- _Action item 1_: In the passage on seasonal affective disorder, what does the Royal College of Psychiatrists say about how many people in the UK it affects?
- _Action item 2_: Extend the passage on seasonal affective disorder with more text that follows on from its last sentence.

*** Provided text Section Begins ***

As we fall deeper into the autumnal season, it is not unusual for many people to get darker moods, feel sad, or increase other mental health issues, such as loneliness, despair or a general feeling of lack of interest or pleasure out of life.
Many will refer to this as Seasonal Affective Disorder (SAD) which has no known cause but is thought to originate from low exposure to the sun affecting the production of melatonin (the sleep hormone), serotonin (the feel-good hormone) and the body’s internal clock, known as the circadian rhythm. Sometimes this “condition” is also said to run in families and perhaps is passed through the genes, but that doesn’t mean that we have to stay like it. It’s strangely akin to a form of hibernation that animals experience.
According to the Royal College of Psychiatrists, it affects approximately 3 people in every 100 in the UK – a figure which is doubled in the US, and is most common in women of childbearing age. It is typically three times more common in women than in men reducing as we age.
For those that are affected by it, the symptoms are very real and can be very distressing, bringing a real sense of sadness and, in some, depression. It’s always wise to visit the GP if you are suffering consistently with any of the symptoms to rule out anything else that may be underlying and it may be that the GP will prescribe medication to help overcome this. However, there are some natural and self-supportive steps you can take to assist you through this time, if you are one of those people who get down or lack energy at this time of year:
- Remember this is temporary and look for 50 things to feel grateful about every day, no matter how small they are.

*** Provided text Section Ends ***
*** Information provided Section Begins ***

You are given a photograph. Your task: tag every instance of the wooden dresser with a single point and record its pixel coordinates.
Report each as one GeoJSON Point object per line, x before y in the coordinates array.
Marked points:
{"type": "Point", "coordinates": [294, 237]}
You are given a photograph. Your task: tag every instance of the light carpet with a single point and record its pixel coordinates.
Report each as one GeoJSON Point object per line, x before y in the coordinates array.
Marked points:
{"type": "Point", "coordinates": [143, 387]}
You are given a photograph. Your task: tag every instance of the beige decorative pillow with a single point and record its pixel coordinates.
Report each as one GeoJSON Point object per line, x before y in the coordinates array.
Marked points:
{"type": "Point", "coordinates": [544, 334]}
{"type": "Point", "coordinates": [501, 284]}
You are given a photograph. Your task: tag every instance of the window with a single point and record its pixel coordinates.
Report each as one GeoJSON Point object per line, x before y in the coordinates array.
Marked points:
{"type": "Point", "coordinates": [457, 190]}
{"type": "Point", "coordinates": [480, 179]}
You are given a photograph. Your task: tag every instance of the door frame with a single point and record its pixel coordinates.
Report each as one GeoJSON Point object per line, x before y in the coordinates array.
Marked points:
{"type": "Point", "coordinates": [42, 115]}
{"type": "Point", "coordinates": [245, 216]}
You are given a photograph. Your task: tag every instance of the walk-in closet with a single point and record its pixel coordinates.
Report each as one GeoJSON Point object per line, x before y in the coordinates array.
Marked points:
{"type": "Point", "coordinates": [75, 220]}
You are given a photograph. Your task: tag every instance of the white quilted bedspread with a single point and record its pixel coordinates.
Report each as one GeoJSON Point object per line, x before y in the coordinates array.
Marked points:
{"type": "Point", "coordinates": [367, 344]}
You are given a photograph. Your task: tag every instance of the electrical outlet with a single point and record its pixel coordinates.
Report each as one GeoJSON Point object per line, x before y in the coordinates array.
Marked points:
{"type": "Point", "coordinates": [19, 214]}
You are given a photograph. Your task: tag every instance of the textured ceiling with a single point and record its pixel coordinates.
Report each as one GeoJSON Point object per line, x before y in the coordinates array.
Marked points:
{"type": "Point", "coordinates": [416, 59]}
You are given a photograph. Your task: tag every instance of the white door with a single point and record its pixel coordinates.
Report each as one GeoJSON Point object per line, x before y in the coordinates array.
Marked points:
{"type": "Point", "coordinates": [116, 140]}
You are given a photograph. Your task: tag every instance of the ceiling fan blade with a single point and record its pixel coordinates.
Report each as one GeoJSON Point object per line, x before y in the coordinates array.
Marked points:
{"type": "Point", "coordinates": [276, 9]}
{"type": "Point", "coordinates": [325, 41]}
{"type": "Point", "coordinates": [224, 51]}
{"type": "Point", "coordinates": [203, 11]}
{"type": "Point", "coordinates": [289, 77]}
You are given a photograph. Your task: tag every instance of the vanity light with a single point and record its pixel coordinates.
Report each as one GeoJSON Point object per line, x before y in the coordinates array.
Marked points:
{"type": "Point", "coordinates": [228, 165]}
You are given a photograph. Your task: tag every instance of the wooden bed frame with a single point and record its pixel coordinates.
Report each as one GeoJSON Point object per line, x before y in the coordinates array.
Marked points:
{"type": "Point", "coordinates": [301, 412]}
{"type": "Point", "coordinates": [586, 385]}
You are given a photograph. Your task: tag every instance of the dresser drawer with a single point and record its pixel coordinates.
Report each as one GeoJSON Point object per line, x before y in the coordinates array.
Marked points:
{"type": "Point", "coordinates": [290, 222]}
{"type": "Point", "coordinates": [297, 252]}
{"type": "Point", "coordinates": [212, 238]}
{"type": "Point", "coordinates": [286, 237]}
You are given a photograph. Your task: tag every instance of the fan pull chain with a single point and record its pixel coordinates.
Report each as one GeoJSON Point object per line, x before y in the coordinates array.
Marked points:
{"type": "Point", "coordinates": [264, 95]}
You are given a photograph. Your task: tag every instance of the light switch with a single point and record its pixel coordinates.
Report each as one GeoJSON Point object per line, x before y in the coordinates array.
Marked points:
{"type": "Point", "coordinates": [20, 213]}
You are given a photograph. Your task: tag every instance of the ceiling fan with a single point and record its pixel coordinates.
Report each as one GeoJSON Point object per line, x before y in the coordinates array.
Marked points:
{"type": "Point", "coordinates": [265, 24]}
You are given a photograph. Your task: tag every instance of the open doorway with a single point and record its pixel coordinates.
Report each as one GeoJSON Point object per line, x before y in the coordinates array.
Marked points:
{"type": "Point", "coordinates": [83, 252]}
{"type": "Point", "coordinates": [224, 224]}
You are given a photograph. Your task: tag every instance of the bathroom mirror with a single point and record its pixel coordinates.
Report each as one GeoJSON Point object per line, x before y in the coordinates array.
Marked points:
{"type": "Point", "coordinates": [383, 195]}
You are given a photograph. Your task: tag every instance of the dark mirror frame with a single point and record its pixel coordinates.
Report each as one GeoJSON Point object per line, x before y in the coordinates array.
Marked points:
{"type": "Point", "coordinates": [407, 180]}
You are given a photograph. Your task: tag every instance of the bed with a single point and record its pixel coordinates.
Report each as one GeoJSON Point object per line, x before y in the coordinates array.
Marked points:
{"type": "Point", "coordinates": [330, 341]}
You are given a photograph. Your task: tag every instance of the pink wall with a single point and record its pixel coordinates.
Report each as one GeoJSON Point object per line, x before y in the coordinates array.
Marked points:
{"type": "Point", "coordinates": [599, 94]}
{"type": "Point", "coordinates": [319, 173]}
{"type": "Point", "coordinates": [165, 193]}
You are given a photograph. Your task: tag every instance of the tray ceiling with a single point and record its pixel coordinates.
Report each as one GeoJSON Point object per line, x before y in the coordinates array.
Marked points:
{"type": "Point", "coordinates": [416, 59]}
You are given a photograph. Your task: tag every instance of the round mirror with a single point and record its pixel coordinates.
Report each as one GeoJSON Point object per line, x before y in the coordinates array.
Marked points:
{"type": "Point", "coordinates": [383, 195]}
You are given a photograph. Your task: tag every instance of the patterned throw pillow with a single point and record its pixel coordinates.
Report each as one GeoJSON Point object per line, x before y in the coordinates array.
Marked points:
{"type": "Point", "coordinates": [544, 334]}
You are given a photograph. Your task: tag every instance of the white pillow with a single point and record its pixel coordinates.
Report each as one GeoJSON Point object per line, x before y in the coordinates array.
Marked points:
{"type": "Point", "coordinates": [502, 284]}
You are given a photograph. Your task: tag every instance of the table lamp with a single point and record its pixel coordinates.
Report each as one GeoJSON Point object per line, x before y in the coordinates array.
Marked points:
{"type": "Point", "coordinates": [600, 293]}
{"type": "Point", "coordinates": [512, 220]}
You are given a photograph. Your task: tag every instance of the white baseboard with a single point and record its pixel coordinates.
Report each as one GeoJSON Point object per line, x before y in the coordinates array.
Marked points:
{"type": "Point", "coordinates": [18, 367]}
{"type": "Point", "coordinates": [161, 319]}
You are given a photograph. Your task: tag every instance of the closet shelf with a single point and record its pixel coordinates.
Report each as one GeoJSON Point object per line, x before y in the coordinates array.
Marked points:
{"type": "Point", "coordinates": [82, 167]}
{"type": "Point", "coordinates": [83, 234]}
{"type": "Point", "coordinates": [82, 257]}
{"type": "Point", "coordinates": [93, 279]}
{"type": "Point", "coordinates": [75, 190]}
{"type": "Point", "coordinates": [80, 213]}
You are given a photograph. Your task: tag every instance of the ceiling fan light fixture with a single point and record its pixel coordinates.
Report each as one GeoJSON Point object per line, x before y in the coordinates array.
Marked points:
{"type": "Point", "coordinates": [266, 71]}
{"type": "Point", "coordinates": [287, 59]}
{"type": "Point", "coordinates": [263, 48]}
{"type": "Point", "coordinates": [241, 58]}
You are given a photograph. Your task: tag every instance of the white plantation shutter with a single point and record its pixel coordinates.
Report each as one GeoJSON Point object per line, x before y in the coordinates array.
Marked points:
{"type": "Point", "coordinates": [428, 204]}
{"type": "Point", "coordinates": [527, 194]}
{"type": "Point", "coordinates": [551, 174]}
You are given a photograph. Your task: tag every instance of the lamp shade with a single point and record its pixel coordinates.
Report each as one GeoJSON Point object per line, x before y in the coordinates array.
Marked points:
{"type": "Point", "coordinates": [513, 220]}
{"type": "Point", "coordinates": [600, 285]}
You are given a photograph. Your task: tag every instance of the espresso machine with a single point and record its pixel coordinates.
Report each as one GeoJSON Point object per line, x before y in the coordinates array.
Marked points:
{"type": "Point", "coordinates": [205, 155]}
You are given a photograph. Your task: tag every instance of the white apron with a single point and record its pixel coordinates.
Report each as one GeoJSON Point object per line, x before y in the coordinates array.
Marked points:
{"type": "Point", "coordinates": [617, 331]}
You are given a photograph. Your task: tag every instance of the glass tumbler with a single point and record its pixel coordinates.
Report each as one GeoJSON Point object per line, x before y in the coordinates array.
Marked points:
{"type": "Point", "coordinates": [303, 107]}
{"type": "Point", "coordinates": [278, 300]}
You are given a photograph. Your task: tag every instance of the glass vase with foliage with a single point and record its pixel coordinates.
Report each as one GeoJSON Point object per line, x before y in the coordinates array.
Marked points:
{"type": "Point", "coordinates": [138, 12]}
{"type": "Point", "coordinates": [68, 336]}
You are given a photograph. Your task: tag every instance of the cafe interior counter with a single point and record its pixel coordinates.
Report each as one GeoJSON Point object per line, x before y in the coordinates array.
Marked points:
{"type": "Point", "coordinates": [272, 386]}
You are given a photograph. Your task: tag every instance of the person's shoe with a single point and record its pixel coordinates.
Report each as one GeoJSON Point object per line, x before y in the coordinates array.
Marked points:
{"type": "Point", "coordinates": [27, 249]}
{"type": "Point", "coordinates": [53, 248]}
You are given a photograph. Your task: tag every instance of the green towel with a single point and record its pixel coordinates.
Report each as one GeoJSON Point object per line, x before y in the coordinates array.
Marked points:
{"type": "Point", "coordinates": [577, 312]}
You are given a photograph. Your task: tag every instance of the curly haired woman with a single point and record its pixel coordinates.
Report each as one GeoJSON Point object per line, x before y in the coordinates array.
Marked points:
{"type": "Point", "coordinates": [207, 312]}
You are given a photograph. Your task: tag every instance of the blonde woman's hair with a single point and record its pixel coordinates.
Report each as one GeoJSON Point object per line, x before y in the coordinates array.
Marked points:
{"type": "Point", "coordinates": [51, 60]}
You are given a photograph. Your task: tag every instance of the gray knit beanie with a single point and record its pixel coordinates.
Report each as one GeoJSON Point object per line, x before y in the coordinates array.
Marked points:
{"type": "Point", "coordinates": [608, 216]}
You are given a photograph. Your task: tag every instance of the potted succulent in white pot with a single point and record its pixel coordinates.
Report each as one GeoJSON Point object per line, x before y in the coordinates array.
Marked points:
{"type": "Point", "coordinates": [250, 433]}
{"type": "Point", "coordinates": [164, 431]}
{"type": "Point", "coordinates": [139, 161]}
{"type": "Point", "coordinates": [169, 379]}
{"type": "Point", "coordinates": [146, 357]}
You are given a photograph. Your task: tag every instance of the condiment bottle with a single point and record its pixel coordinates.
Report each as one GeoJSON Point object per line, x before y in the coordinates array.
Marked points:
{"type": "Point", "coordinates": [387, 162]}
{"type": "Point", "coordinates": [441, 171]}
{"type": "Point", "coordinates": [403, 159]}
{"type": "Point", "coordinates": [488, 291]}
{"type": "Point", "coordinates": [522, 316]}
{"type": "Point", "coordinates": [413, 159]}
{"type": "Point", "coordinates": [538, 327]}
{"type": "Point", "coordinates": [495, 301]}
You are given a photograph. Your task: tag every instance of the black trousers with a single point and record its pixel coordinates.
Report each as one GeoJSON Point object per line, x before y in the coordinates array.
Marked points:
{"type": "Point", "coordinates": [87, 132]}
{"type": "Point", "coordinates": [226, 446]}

*** Information provided Section Ends ***

- _Output 1_: It affects approximately 3 people in every 100 in the UK.

- _Output 2_:
- Consider taking Vitamin D3 supplements as it is thought, amongst the naturopathic community, that many of us in the UK may be low or deficient in Vitamin D3 due to low sun exposure.
- Get out as much as you can. Even at this time of the year, the sun is powerful and it’s very easy to stay indoors thus reducing the sun exposure.
- Check your diet to ensure you are getting plenty of fresh fruit and vegetables – ideally some raw if you are able, to make sure you get the maximum dose of vitamins and minerals in a balanced diet. At this time of year, we typically resort to more comfort foods, high in simple carbohydrates with little nutritional value.
- Try substituting your normal beverages for herbal teas known to bring calmness and lift your mood, like valerian, lemongrass, ginger, turmeric and other well known herbal concoctions.
- Increase your social contact where possible. A problem shared is a problem halved and just being with someone who can listen or having that social interaction can really lift us out of the doldrums.
- Buy a natural light lamp that mimics the sun. Following the prescribed exposure can help to alleviate some of the SAD symptoms for some people.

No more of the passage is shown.